● Instructions to follow
Return every line of the records below that contains the word "small".

● Listed records
----------
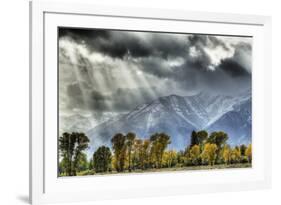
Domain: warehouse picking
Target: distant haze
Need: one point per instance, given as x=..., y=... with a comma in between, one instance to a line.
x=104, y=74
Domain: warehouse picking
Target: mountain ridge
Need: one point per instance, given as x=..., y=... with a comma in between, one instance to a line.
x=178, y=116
----------
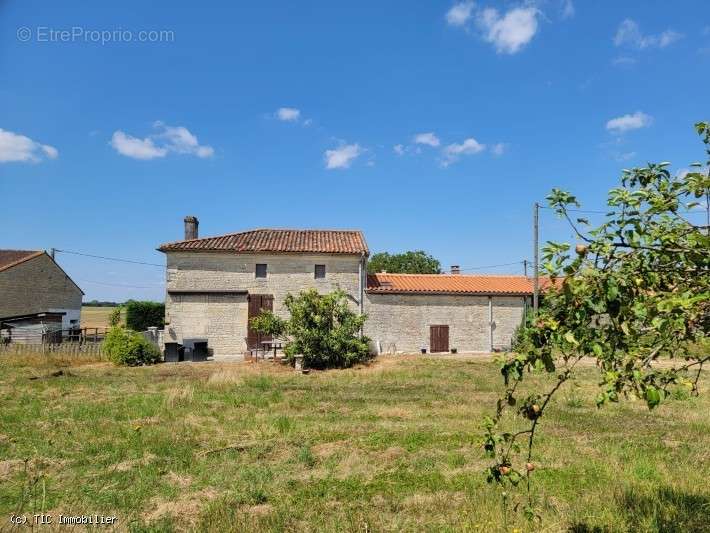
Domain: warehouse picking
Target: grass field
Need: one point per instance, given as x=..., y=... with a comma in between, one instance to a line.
----------
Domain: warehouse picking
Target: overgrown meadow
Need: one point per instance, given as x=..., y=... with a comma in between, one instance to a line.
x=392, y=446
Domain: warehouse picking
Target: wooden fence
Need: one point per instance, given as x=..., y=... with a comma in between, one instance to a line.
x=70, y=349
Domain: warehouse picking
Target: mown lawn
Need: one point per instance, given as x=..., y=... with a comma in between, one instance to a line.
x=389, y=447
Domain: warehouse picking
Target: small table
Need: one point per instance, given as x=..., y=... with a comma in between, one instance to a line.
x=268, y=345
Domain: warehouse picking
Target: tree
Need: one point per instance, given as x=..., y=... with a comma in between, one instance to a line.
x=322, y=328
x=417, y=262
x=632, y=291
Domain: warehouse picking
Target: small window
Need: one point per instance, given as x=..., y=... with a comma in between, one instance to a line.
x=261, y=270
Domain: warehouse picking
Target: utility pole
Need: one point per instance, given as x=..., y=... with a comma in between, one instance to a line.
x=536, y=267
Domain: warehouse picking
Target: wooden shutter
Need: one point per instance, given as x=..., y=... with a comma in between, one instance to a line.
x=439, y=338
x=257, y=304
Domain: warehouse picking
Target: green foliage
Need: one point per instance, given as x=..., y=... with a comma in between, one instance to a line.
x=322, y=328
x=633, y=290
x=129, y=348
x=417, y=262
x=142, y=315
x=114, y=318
----------
● Response to the exercise
Target: small table
Target: small window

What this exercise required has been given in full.